◆ **Work instruction**
Render every line of the rows below as a numbered list, omitting any blank lines.

◆ **Supplied data**
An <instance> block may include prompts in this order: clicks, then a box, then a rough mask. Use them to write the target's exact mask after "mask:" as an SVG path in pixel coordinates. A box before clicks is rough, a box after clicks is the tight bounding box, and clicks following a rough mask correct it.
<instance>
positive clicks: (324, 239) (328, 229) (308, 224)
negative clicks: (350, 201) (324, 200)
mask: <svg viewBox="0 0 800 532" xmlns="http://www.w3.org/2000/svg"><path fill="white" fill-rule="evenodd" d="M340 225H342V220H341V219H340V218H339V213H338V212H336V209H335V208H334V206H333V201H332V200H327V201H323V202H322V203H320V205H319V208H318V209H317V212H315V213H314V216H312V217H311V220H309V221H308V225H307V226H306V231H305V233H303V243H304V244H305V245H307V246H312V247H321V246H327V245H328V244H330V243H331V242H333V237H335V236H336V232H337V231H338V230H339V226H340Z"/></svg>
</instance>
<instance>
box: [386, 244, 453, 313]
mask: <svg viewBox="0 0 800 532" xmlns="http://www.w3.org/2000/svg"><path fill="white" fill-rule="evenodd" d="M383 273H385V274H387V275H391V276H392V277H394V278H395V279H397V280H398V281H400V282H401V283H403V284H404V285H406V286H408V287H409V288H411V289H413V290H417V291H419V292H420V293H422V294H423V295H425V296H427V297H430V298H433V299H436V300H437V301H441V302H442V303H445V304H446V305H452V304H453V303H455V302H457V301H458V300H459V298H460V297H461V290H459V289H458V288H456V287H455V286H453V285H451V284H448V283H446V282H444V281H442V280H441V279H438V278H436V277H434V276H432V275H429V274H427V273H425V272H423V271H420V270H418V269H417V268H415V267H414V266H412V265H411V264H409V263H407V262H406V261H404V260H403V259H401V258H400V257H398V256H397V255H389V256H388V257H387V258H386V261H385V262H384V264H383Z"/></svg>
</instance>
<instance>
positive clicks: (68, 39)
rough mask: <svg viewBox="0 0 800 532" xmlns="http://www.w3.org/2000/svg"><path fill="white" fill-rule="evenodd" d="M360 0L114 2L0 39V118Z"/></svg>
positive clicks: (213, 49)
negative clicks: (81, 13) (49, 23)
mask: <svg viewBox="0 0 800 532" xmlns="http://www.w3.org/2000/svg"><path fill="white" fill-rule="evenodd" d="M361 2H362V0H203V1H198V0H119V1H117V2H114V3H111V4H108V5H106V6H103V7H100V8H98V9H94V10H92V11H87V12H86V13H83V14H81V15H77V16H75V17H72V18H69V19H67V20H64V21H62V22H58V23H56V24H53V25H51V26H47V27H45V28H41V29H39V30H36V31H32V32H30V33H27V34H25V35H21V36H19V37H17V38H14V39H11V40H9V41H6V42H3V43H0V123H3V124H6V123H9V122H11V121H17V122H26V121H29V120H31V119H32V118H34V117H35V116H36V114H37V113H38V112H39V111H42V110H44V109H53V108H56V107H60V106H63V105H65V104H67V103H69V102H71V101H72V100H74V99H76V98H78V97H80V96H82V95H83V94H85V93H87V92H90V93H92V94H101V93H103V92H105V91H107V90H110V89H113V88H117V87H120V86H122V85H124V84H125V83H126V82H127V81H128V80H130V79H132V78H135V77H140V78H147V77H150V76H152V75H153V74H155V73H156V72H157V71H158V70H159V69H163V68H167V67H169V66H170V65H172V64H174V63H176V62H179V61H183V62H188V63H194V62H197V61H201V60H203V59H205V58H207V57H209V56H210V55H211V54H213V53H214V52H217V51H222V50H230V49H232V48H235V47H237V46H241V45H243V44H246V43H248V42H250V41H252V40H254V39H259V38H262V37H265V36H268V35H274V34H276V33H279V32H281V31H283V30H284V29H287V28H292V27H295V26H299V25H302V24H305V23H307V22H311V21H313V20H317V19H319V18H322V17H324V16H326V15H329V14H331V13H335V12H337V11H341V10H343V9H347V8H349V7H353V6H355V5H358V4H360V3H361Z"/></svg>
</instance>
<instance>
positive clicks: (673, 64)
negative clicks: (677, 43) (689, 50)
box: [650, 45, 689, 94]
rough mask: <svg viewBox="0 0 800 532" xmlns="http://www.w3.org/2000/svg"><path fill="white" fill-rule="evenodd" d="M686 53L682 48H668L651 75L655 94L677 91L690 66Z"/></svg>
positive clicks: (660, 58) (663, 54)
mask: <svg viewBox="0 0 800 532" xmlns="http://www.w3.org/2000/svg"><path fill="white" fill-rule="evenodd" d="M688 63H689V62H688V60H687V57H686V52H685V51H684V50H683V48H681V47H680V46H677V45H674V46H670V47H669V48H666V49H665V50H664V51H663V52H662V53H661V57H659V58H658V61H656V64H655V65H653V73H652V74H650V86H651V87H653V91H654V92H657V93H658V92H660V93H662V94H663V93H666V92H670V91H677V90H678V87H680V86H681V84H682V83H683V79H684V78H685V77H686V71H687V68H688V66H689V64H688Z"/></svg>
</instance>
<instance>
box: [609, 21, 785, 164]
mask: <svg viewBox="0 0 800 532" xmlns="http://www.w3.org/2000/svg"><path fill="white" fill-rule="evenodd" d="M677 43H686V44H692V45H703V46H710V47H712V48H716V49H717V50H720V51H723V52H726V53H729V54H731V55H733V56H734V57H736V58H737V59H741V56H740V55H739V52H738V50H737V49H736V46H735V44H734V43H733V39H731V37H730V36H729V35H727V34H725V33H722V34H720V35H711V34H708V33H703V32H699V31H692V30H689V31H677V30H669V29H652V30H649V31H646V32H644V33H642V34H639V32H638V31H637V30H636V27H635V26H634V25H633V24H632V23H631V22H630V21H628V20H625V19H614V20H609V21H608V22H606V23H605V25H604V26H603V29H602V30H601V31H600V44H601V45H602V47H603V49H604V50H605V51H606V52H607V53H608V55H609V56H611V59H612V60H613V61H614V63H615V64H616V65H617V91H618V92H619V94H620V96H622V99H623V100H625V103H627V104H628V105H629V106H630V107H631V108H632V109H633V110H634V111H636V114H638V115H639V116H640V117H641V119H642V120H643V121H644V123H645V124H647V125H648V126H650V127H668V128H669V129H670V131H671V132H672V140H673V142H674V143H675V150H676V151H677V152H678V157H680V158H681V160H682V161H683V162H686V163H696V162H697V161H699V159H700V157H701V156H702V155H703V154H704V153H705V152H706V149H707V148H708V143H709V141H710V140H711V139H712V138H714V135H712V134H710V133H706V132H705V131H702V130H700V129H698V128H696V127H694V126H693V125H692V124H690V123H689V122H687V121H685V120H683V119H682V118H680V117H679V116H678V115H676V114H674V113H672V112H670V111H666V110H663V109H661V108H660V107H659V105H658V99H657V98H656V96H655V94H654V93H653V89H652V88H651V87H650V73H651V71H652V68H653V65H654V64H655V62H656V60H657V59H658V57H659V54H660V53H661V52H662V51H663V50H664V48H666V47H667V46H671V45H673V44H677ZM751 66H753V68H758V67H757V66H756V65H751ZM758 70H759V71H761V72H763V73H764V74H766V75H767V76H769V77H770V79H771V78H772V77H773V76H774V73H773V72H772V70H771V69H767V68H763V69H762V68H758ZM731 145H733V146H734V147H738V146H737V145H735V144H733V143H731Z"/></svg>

◆ **Response**
1. An <instance> block may include prompts in this order: clicks, then a box, then a rough mask. Use them to write the target's exact mask after "mask:" as an SVG path in pixel coordinates. A box before clicks is rough, a box after clicks is the tight bounding box, and clicks following a rough mask correct it.
2. <instance>
3. positive clicks: (324, 239) (328, 229) (308, 224)
4. negative clicks: (350, 201) (324, 200)
5. mask: <svg viewBox="0 0 800 532" xmlns="http://www.w3.org/2000/svg"><path fill="white" fill-rule="evenodd" d="M340 225H342V220H341V219H340V218H339V213H338V212H336V209H335V208H334V206H333V201H332V200H327V201H323V202H322V203H320V205H319V208H318V209H317V212H315V213H314V216H312V217H311V220H309V221H308V225H307V226H306V231H305V233H303V243H304V244H305V245H307V246H312V247H321V246H327V245H328V244H330V243H331V242H333V237H335V236H336V232H337V231H338V230H339V226H340Z"/></svg>
6. </instance>
7. <instance>
8. box: [386, 244, 453, 313]
9. mask: <svg viewBox="0 0 800 532" xmlns="http://www.w3.org/2000/svg"><path fill="white" fill-rule="evenodd" d="M383 273H385V274H387V275H391V276H392V277H394V278H395V279H397V280H398V281H400V282H401V283H403V284H404V285H406V286H408V287H409V288H411V289H413V290H417V291H419V292H420V293H422V294H423V295H425V296H427V297H430V298H433V299H436V300H437V301H441V302H442V303H445V304H446V305H452V304H453V303H455V302H457V301H458V300H459V298H460V297H461V290H459V289H458V288H456V287H455V286H453V285H451V284H448V283H446V282H444V281H442V280H441V279H438V278H436V277H434V276H432V275H429V274H427V273H425V272H423V271H420V270H418V269H417V268H415V267H414V266H412V265H411V264H409V263H407V262H406V261H404V260H403V259H401V258H400V257H398V256H397V255H389V256H388V257H387V258H386V261H385V262H384V264H383Z"/></svg>
10. </instance>
11. <instance>
12. positive clicks: (68, 39)
13. rough mask: <svg viewBox="0 0 800 532" xmlns="http://www.w3.org/2000/svg"><path fill="white" fill-rule="evenodd" d="M360 0L114 2L0 39V118Z"/></svg>
14. positive clicks: (213, 49)
15. negative clicks: (81, 13) (49, 23)
16. mask: <svg viewBox="0 0 800 532" xmlns="http://www.w3.org/2000/svg"><path fill="white" fill-rule="evenodd" d="M361 2H362V0H203V1H198V0H119V1H117V2H114V3H111V4H108V5H106V6H103V7H100V8H98V9H94V10H92V11H87V12H86V13H83V14H81V15H77V16H75V17H72V18H69V19H67V20H64V21H62V22H58V23H56V24H53V25H51V26H47V27H45V28H41V29H39V30H36V31H32V32H30V33H27V34H25V35H21V36H19V37H17V38H14V39H11V40H9V41H6V42H3V43H0V123H3V124H6V123H9V122H11V121H17V122H26V121H29V120H31V119H32V118H34V117H35V116H36V114H37V113H38V112H39V111H42V110H44V109H53V108H56V107H60V106H63V105H65V104H67V103H69V102H71V101H72V100H74V99H76V98H78V97H80V96H82V95H83V94H85V93H87V92H90V93H92V94H101V93H103V92H105V91H107V90H110V89H113V88H117V87H120V86H122V85H124V84H125V83H126V82H127V81H128V80H130V79H132V78H135V77H140V78H147V77H150V76H152V75H153V74H155V73H156V72H157V71H158V70H159V69H163V68H167V67H169V66H170V65H172V64H174V63H176V62H179V61H183V62H188V63H194V62H197V61H201V60H203V59H205V58H207V57H209V56H210V55H211V54H213V53H214V52H217V51H222V50H230V49H232V48H235V47H237V46H241V45H243V44H246V43H248V42H250V41H252V40H254V39H259V38H262V37H265V36H268V35H274V34H276V33H279V32H281V31H283V30H284V29H287V28H292V27H295V26H299V25H302V24H305V23H307V22H311V21H313V20H317V19H319V18H322V17H324V16H326V15H329V14H331V13H335V12H337V11H341V10H343V9H347V8H349V7H353V6H355V5H358V4H360V3H361Z"/></svg>
17. </instance>
18. <instance>
19. positive clicks: (673, 64)
20. negative clicks: (677, 43) (689, 50)
21. box: [650, 45, 689, 94]
22. rough mask: <svg viewBox="0 0 800 532" xmlns="http://www.w3.org/2000/svg"><path fill="white" fill-rule="evenodd" d="M686 53L682 48H668L651 75L655 94L677 91L690 66Z"/></svg>
23. positive clicks: (660, 58) (663, 54)
24. mask: <svg viewBox="0 0 800 532" xmlns="http://www.w3.org/2000/svg"><path fill="white" fill-rule="evenodd" d="M688 63H689V62H688V60H687V57H686V52H685V51H684V50H683V48H681V47H680V46H677V45H674V46H670V47H669V48H666V49H665V50H664V51H663V52H662V53H661V57H659V58H658V61H656V64H655V65H653V73H652V74H650V86H651V87H653V91H654V92H657V93H658V92H660V93H662V94H663V93H666V92H670V91H677V90H678V87H680V86H681V84H682V83H683V79H684V78H685V77H686V71H687V68H688V66H689V64H688Z"/></svg>
25. </instance>
26. <instance>
27. box: [609, 21, 785, 164]
28. mask: <svg viewBox="0 0 800 532" xmlns="http://www.w3.org/2000/svg"><path fill="white" fill-rule="evenodd" d="M677 43H686V44H692V45H703V46H710V47H712V48H716V49H717V50H720V51H723V52H726V53H729V54H731V55H733V56H734V57H736V58H737V59H741V56H740V55H739V52H738V50H737V49H736V46H735V44H734V43H733V39H731V37H730V36H729V35H727V34H725V33H722V34H720V35H711V34H708V33H703V32H699V31H692V30H689V31H677V30H669V29H652V30H649V31H646V32H644V33H642V34H639V32H638V31H637V30H636V27H635V26H634V25H633V24H632V23H631V22H630V21H628V20H625V19H614V20H609V21H608V22H606V23H605V25H604V26H603V29H602V30H601V31H600V44H601V45H602V47H603V49H604V50H605V51H606V52H607V53H608V55H609V56H611V59H612V60H613V61H614V63H615V64H616V65H617V91H618V92H619V94H620V96H622V99H623V100H625V103H627V104H628V105H629V106H630V107H631V108H632V109H633V110H634V111H636V114H638V115H639V116H640V117H641V119H642V120H643V121H644V123H645V124H647V125H648V126H650V127H668V128H669V129H670V131H671V132H672V140H673V142H674V143H675V150H676V151H677V152H678V157H680V158H681V160H682V161H683V162H686V163H696V162H697V161H699V159H700V157H701V156H702V155H703V154H704V153H705V152H706V149H707V148H708V143H709V141H710V140H711V139H712V138H714V135H712V134H710V133H706V132H705V131H702V130H700V129H698V128H696V127H694V126H693V125H692V124H690V123H689V122H687V121H685V120H683V119H682V118H680V117H679V116H678V115H676V114H674V113H672V112H670V111H666V110H663V109H661V108H660V107H659V105H658V99H657V98H656V96H655V94H654V93H653V89H652V88H651V87H650V73H651V71H652V68H653V65H654V64H655V62H656V60H657V59H658V57H659V54H660V53H661V52H662V51H663V50H664V48H666V47H667V46H671V45H673V44H677ZM751 66H753V68H758V67H757V66H756V65H751ZM758 70H759V71H761V72H763V73H764V74H766V75H767V76H769V77H770V79H771V78H772V77H773V76H774V73H773V72H772V70H771V69H767V68H763V69H762V68H758ZM731 145H733V146H734V147H738V146H737V145H735V144H733V143H731Z"/></svg>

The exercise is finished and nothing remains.